::: Source records
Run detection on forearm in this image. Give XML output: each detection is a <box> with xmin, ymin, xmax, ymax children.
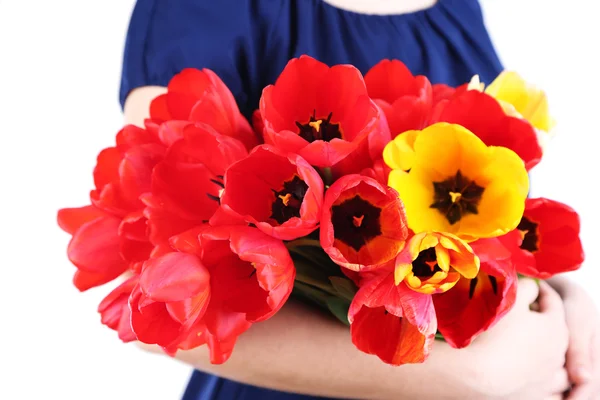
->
<box><xmin>547</xmin><ymin>275</ymin><xmax>573</xmax><ymax>298</ymax></box>
<box><xmin>145</xmin><ymin>302</ymin><xmax>488</xmax><ymax>399</ymax></box>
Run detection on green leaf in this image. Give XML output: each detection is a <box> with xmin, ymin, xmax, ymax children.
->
<box><xmin>294</xmin><ymin>281</ymin><xmax>330</xmax><ymax>308</ymax></box>
<box><xmin>327</xmin><ymin>297</ymin><xmax>350</xmax><ymax>326</ymax></box>
<box><xmin>329</xmin><ymin>276</ymin><xmax>358</xmax><ymax>301</ymax></box>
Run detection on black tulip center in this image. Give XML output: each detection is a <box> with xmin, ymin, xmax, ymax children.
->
<box><xmin>430</xmin><ymin>170</ymin><xmax>484</xmax><ymax>225</ymax></box>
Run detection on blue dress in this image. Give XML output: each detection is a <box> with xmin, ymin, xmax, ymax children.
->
<box><xmin>120</xmin><ymin>0</ymin><xmax>502</xmax><ymax>400</ymax></box>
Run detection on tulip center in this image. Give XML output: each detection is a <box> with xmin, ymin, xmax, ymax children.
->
<box><xmin>412</xmin><ymin>247</ymin><xmax>442</xmax><ymax>281</ymax></box>
<box><xmin>206</xmin><ymin>175</ymin><xmax>225</xmax><ymax>204</ymax></box>
<box><xmin>331</xmin><ymin>196</ymin><xmax>381</xmax><ymax>251</ymax></box>
<box><xmin>517</xmin><ymin>217</ymin><xmax>539</xmax><ymax>253</ymax></box>
<box><xmin>271</xmin><ymin>175</ymin><xmax>308</xmax><ymax>225</ymax></box>
<box><xmin>469</xmin><ymin>275</ymin><xmax>498</xmax><ymax>299</ymax></box>
<box><xmin>430</xmin><ymin>170</ymin><xmax>484</xmax><ymax>225</ymax></box>
<box><xmin>296</xmin><ymin>111</ymin><xmax>342</xmax><ymax>143</ymax></box>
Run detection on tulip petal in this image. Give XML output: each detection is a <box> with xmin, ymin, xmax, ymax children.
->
<box><xmin>140</xmin><ymin>253</ymin><xmax>210</xmax><ymax>302</ymax></box>
<box><xmin>67</xmin><ymin>216</ymin><xmax>128</xmax><ymax>280</ymax></box>
<box><xmin>57</xmin><ymin>206</ymin><xmax>105</xmax><ymax>235</ymax></box>
<box><xmin>433</xmin><ymin>239</ymin><xmax>517</xmax><ymax>348</ymax></box>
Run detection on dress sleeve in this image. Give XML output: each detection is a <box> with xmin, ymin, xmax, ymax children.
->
<box><xmin>120</xmin><ymin>0</ymin><xmax>283</xmax><ymax>116</ymax></box>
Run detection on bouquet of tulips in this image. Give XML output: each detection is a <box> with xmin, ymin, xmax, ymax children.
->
<box><xmin>58</xmin><ymin>56</ymin><xmax>583</xmax><ymax>365</ymax></box>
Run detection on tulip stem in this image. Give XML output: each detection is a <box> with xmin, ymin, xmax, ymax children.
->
<box><xmin>319</xmin><ymin>167</ymin><xmax>333</xmax><ymax>187</ymax></box>
<box><xmin>296</xmin><ymin>274</ymin><xmax>340</xmax><ymax>297</ymax></box>
<box><xmin>286</xmin><ymin>238</ymin><xmax>321</xmax><ymax>251</ymax></box>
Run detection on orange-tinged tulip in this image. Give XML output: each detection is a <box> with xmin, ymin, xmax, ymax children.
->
<box><xmin>485</xmin><ymin>71</ymin><xmax>555</xmax><ymax>132</ymax></box>
<box><xmin>383</xmin><ymin>131</ymin><xmax>420</xmax><ymax>171</ymax></box>
<box><xmin>388</xmin><ymin>123</ymin><xmax>529</xmax><ymax>240</ymax></box>
<box><xmin>348</xmin><ymin>263</ymin><xmax>437</xmax><ymax>365</ymax></box>
<box><xmin>394</xmin><ymin>232</ymin><xmax>479</xmax><ymax>294</ymax></box>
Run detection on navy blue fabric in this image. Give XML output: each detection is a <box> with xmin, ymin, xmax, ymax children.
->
<box><xmin>120</xmin><ymin>0</ymin><xmax>502</xmax><ymax>400</ymax></box>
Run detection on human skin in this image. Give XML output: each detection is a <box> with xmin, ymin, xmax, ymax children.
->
<box><xmin>119</xmin><ymin>87</ymin><xmax>578</xmax><ymax>400</ymax></box>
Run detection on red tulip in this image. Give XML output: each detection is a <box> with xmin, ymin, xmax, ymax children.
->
<box><xmin>260</xmin><ymin>56</ymin><xmax>389</xmax><ymax>167</ymax></box>
<box><xmin>432</xmin><ymin>90</ymin><xmax>542</xmax><ymax>170</ymax></box>
<box><xmin>365</xmin><ymin>60</ymin><xmax>433</xmax><ymax>138</ymax></box>
<box><xmin>221</xmin><ymin>145</ymin><xmax>324</xmax><ymax>240</ymax></box>
<box><xmin>158</xmin><ymin>226</ymin><xmax>295</xmax><ymax>364</ymax></box>
<box><xmin>143</xmin><ymin>124</ymin><xmax>247</xmax><ymax>245</ymax></box>
<box><xmin>98</xmin><ymin>275</ymin><xmax>139</xmax><ymax>342</ymax></box>
<box><xmin>320</xmin><ymin>175</ymin><xmax>408</xmax><ymax>271</ymax></box>
<box><xmin>515</xmin><ymin>198</ymin><xmax>585</xmax><ymax>279</ymax></box>
<box><xmin>58</xmin><ymin>125</ymin><xmax>166</xmax><ymax>291</ymax></box>
<box><xmin>348</xmin><ymin>265</ymin><xmax>437</xmax><ymax>365</ymax></box>
<box><xmin>150</xmin><ymin>68</ymin><xmax>258</xmax><ymax>150</ymax></box>
<box><xmin>433</xmin><ymin>238</ymin><xmax>517</xmax><ymax>348</ymax></box>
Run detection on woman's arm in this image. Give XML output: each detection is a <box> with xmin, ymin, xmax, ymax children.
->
<box><xmin>141</xmin><ymin>281</ymin><xmax>568</xmax><ymax>400</ymax></box>
<box><xmin>123</xmin><ymin>86</ymin><xmax>167</xmax><ymax>127</ymax></box>
<box><xmin>548</xmin><ymin>276</ymin><xmax>600</xmax><ymax>400</ymax></box>
<box><xmin>125</xmin><ymin>87</ymin><xmax>568</xmax><ymax>400</ymax></box>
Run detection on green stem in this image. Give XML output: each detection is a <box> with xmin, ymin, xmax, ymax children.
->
<box><xmin>285</xmin><ymin>238</ymin><xmax>321</xmax><ymax>251</ymax></box>
<box><xmin>319</xmin><ymin>167</ymin><xmax>333</xmax><ymax>187</ymax></box>
<box><xmin>296</xmin><ymin>274</ymin><xmax>339</xmax><ymax>297</ymax></box>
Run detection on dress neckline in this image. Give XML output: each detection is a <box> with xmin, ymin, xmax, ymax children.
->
<box><xmin>313</xmin><ymin>0</ymin><xmax>447</xmax><ymax>18</ymax></box>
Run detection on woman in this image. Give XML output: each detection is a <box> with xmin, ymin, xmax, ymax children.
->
<box><xmin>121</xmin><ymin>0</ymin><xmax>600</xmax><ymax>400</ymax></box>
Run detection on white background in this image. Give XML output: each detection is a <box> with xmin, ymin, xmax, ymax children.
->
<box><xmin>0</xmin><ymin>0</ymin><xmax>600</xmax><ymax>400</ymax></box>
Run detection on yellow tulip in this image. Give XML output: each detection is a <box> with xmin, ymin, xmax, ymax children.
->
<box><xmin>384</xmin><ymin>123</ymin><xmax>529</xmax><ymax>240</ymax></box>
<box><xmin>485</xmin><ymin>71</ymin><xmax>556</xmax><ymax>132</ymax></box>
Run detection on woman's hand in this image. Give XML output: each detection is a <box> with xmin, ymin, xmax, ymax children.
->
<box><xmin>471</xmin><ymin>279</ymin><xmax>569</xmax><ymax>400</ymax></box>
<box><xmin>549</xmin><ymin>277</ymin><xmax>600</xmax><ymax>400</ymax></box>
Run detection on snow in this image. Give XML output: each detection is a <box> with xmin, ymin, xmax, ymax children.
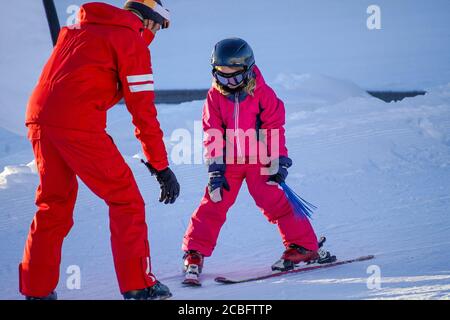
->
<box><xmin>0</xmin><ymin>0</ymin><xmax>450</xmax><ymax>299</ymax></box>
<box><xmin>0</xmin><ymin>74</ymin><xmax>450</xmax><ymax>299</ymax></box>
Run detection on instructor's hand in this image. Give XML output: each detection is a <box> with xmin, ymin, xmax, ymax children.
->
<box><xmin>141</xmin><ymin>160</ymin><xmax>180</xmax><ymax>204</ymax></box>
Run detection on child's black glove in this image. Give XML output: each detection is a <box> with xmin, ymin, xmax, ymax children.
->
<box><xmin>141</xmin><ymin>160</ymin><xmax>180</xmax><ymax>204</ymax></box>
<box><xmin>208</xmin><ymin>162</ymin><xmax>230</xmax><ymax>202</ymax></box>
<box><xmin>267</xmin><ymin>156</ymin><xmax>292</xmax><ymax>184</ymax></box>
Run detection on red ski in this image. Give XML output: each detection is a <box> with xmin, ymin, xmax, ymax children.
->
<box><xmin>214</xmin><ymin>255</ymin><xmax>375</xmax><ymax>284</ymax></box>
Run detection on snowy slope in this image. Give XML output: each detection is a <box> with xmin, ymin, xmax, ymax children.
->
<box><xmin>0</xmin><ymin>0</ymin><xmax>450</xmax><ymax>299</ymax></box>
<box><xmin>0</xmin><ymin>74</ymin><xmax>450</xmax><ymax>299</ymax></box>
<box><xmin>55</xmin><ymin>0</ymin><xmax>450</xmax><ymax>90</ymax></box>
<box><xmin>0</xmin><ymin>0</ymin><xmax>450</xmax><ymax>135</ymax></box>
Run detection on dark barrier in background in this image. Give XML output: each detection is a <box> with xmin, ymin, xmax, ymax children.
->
<box><xmin>42</xmin><ymin>0</ymin><xmax>61</xmax><ymax>46</ymax></box>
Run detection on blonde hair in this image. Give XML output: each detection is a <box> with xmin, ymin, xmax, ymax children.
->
<box><xmin>212</xmin><ymin>77</ymin><xmax>256</xmax><ymax>97</ymax></box>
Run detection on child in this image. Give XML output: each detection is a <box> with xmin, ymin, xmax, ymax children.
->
<box><xmin>182</xmin><ymin>38</ymin><xmax>318</xmax><ymax>284</ymax></box>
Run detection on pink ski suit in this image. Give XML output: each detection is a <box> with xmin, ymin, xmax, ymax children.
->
<box><xmin>182</xmin><ymin>66</ymin><xmax>318</xmax><ymax>257</ymax></box>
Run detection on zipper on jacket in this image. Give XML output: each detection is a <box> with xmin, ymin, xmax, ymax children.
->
<box><xmin>234</xmin><ymin>92</ymin><xmax>242</xmax><ymax>157</ymax></box>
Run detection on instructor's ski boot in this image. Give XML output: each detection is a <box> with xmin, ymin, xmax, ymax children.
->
<box><xmin>123</xmin><ymin>281</ymin><xmax>172</xmax><ymax>300</ymax></box>
<box><xmin>272</xmin><ymin>243</ymin><xmax>319</xmax><ymax>271</ymax></box>
<box><xmin>25</xmin><ymin>291</ymin><xmax>58</xmax><ymax>300</ymax></box>
<box><xmin>272</xmin><ymin>237</ymin><xmax>336</xmax><ymax>271</ymax></box>
<box><xmin>183</xmin><ymin>250</ymin><xmax>204</xmax><ymax>287</ymax></box>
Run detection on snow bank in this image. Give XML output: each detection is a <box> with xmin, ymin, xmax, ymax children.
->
<box><xmin>273</xmin><ymin>73</ymin><xmax>369</xmax><ymax>105</ymax></box>
<box><xmin>0</xmin><ymin>160</ymin><xmax>37</xmax><ymax>189</ymax></box>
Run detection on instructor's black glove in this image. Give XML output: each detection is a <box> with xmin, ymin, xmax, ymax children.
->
<box><xmin>208</xmin><ymin>162</ymin><xmax>230</xmax><ymax>202</ymax></box>
<box><xmin>267</xmin><ymin>156</ymin><xmax>292</xmax><ymax>184</ymax></box>
<box><xmin>141</xmin><ymin>160</ymin><xmax>180</xmax><ymax>204</ymax></box>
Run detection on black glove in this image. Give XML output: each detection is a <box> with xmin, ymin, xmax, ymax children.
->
<box><xmin>267</xmin><ymin>156</ymin><xmax>292</xmax><ymax>184</ymax></box>
<box><xmin>208</xmin><ymin>162</ymin><xmax>230</xmax><ymax>202</ymax></box>
<box><xmin>141</xmin><ymin>159</ymin><xmax>180</xmax><ymax>204</ymax></box>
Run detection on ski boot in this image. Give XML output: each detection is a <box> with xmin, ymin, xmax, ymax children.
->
<box><xmin>123</xmin><ymin>281</ymin><xmax>172</xmax><ymax>300</ymax></box>
<box><xmin>182</xmin><ymin>250</ymin><xmax>203</xmax><ymax>287</ymax></box>
<box><xmin>272</xmin><ymin>237</ymin><xmax>336</xmax><ymax>271</ymax></box>
<box><xmin>25</xmin><ymin>291</ymin><xmax>58</xmax><ymax>300</ymax></box>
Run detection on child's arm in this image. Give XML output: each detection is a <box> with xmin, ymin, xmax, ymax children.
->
<box><xmin>260</xmin><ymin>85</ymin><xmax>288</xmax><ymax>160</ymax></box>
<box><xmin>202</xmin><ymin>89</ymin><xmax>225</xmax><ymax>164</ymax></box>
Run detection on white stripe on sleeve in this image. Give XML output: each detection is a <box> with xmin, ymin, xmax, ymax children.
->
<box><xmin>127</xmin><ymin>73</ymin><xmax>153</xmax><ymax>83</ymax></box>
<box><xmin>130</xmin><ymin>83</ymin><xmax>155</xmax><ymax>92</ymax></box>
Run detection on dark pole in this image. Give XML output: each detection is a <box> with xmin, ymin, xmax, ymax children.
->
<box><xmin>42</xmin><ymin>0</ymin><xmax>61</xmax><ymax>46</ymax></box>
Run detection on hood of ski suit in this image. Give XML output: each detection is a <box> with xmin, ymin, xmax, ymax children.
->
<box><xmin>203</xmin><ymin>65</ymin><xmax>288</xmax><ymax>164</ymax></box>
<box><xmin>78</xmin><ymin>2</ymin><xmax>155</xmax><ymax>46</ymax></box>
<box><xmin>25</xmin><ymin>2</ymin><xmax>168</xmax><ymax>170</ymax></box>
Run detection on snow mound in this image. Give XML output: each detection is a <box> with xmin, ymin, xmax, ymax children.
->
<box><xmin>273</xmin><ymin>73</ymin><xmax>369</xmax><ymax>105</ymax></box>
<box><xmin>0</xmin><ymin>160</ymin><xmax>37</xmax><ymax>189</ymax></box>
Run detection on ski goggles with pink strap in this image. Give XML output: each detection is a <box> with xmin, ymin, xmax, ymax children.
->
<box><xmin>212</xmin><ymin>68</ymin><xmax>249</xmax><ymax>87</ymax></box>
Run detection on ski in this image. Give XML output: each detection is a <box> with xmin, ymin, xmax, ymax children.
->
<box><xmin>214</xmin><ymin>255</ymin><xmax>375</xmax><ymax>284</ymax></box>
<box><xmin>181</xmin><ymin>279</ymin><xmax>202</xmax><ymax>287</ymax></box>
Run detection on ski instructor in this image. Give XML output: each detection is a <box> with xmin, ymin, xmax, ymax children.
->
<box><xmin>19</xmin><ymin>0</ymin><xmax>180</xmax><ymax>300</ymax></box>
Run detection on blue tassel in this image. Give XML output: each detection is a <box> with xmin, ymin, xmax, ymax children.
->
<box><xmin>280</xmin><ymin>182</ymin><xmax>317</xmax><ymax>219</ymax></box>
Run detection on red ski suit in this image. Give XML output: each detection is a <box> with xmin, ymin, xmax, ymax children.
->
<box><xmin>19</xmin><ymin>3</ymin><xmax>168</xmax><ymax>297</ymax></box>
<box><xmin>182</xmin><ymin>66</ymin><xmax>318</xmax><ymax>256</ymax></box>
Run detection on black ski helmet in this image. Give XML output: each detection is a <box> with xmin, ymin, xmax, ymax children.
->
<box><xmin>124</xmin><ymin>0</ymin><xmax>170</xmax><ymax>29</ymax></box>
<box><xmin>211</xmin><ymin>38</ymin><xmax>255</xmax><ymax>70</ymax></box>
::::::
Problem requirements.
Pick out every line of the entries above that contains the word "glove" and copy each one. Case counts.

Task result.
Run detection on child's black glove in this image. Give XML output: each detection is a <box> with xmin, ymin, xmax, ymax children.
Run detection on instructor's black glove in this image. Give XML output: each detection is a <box> with xmin, ymin, xmax, ymax children.
Run detection on black glove in this image. Give XML output: each detection is a <box> with xmin, ymin, xmax, ymax children.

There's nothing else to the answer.